**What the task requires**
Rewrite all of the records below, substituting "nonzero" for every occurrence of "evenodd" and changing nothing else. Leave the pictures out.

**Task data**
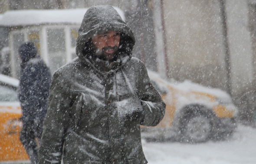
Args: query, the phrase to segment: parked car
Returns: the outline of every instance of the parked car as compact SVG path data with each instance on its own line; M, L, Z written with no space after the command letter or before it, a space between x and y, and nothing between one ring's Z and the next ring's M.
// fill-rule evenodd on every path
M18 80L0 74L0 162L29 160L19 138L22 124L18 84Z
M226 92L188 81L170 82L150 71L148 74L166 108L157 126L141 126L142 138L200 142L226 138L235 130L238 109Z

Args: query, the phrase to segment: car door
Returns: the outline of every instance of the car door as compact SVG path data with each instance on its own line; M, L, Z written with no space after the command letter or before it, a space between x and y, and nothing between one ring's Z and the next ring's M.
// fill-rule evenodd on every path
M20 141L21 116L17 87L0 81L0 162L29 159Z

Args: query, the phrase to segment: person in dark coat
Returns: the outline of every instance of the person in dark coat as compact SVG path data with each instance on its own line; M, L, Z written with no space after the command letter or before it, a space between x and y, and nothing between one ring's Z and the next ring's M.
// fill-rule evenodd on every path
M165 104L135 38L108 5L88 9L78 31L78 57L55 72L43 126L39 164L146 164L140 125L155 126Z
M47 110L47 101L51 81L49 69L37 54L33 43L25 43L19 47L22 74L19 97L22 111L23 127L20 139L32 164L38 162L36 139L42 136Z

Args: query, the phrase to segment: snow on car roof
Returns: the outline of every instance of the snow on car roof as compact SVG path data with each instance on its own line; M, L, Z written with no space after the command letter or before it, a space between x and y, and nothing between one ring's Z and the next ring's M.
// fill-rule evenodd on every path
M120 9L113 7L125 20ZM65 9L28 9L7 11L0 15L0 26L26 26L51 23L80 24L88 8Z
M219 88L203 86L187 80L185 80L182 82L176 81L170 82L162 78L157 73L151 70L148 70L148 72L150 77L154 79L160 79L167 84L168 84L173 87L181 91L198 91L212 95L219 98L226 99L231 98L230 96L226 92Z
M3 82L9 85L18 87L19 81L16 79L6 75L0 74L0 82Z

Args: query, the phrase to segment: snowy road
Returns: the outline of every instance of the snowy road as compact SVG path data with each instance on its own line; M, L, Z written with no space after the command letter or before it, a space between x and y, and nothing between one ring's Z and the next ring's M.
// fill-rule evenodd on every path
M142 143L148 164L256 164L256 128L242 125L225 141Z
M142 145L148 164L256 164L256 128L242 125L225 141L190 144L143 140Z

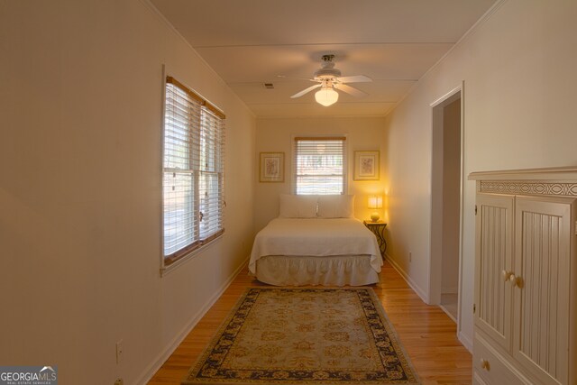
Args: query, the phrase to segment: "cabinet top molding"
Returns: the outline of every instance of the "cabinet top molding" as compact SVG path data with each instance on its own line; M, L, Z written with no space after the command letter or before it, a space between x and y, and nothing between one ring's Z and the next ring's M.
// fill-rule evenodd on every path
M543 180L547 182L577 181L577 166L545 169L504 170L476 171L469 180Z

**Answer to the exercise**
Args: query, the phrase to segment: parked car
Returns: the outline of every instance of the parked car as compact SVG path data with each instance on its own line; M, L, Z written with no space after the command letter or before it, a space between x and y, and nothing between one ring's Z and the next ring's M.
// fill-rule nonzero on every path
M18 80L0 74L0 162L29 160L19 138L22 124L18 84Z
M226 92L188 81L170 82L150 71L148 74L166 108L157 126L141 126L142 138L200 142L226 138L235 130L238 109Z

Args: query, the phrase to segment: car door
Returns: the outline of every instance of the car door as compact SVG path data with each instance on its own line; M, L, Z written with no space after the command letter or before it, a space between x and y, and nothing between one ring's Z and the next ring's M.
// fill-rule nonzero on every path
M20 141L21 116L17 87L0 81L0 162L29 159Z

Args: query, the phrase to segment: person in dark coat
Returns: the outline of every instance of the person in dark coat as compact SVG path data with each instance on its own line; M, L, Z written with no space after the command letter or before it, a space between x and y, and nothing between one ring's Z and the next ring's M.
// fill-rule nonzero on every path
M165 104L135 38L108 5L88 9L78 31L78 57L55 72L43 126L39 164L146 164L140 125L155 126Z
M47 110L47 101L51 81L49 69L37 54L33 43L25 43L19 47L22 74L19 97L22 111L23 127L20 139L32 164L38 162L36 139L42 136Z

Args: query, the phrase to segment: snow on car roof
Returns: the outline of every instance of the snow on car roof as compact SVG path data with each instance on its own line; M, L, Z written with no space after the command letter or before it, a space between x and y, and nothing between one ring's Z and the next ring's M.
// fill-rule nonzero on every path
M120 9L113 7L125 20ZM65 9L28 9L7 11L0 15L0 26L26 26L51 23L80 24L88 8Z
M219 88L203 86L187 80L185 80L182 82L176 81L170 82L162 78L157 73L151 70L148 70L148 72L150 77L154 79L160 79L167 84L168 84L173 87L181 91L198 91L212 95L219 98L226 99L231 98L230 96L226 92Z
M3 82L9 85L18 87L19 81L16 79L6 75L0 74L0 82Z

Args: query, the phrase to segment: snowy road
Returns: the outline of every instance of the snowy road as compact SVG path data with each instance on its own line; M, L, Z written with no space after the command letter or before it, a space between x and y, and nothing between one ring's Z and the next ring's M.
// fill-rule nonzero on every path
M142 143L148 164L256 164L256 128L242 125L225 141Z
M142 145L148 164L256 164L256 128L242 125L225 141L190 144L143 140Z

Args: query, the phrase to segment: "cabinet top molding"
Returns: the outline of every instance of the "cabinet top molding" as compact SVG path data with each instance on its own line; M, L, Z written with no space after the command letter or before it, a space between x and y, and nothing between one ring's Z and the next ring's M.
// fill-rule nonzero on every path
M543 180L547 182L577 181L577 166L545 169L504 170L476 171L469 180Z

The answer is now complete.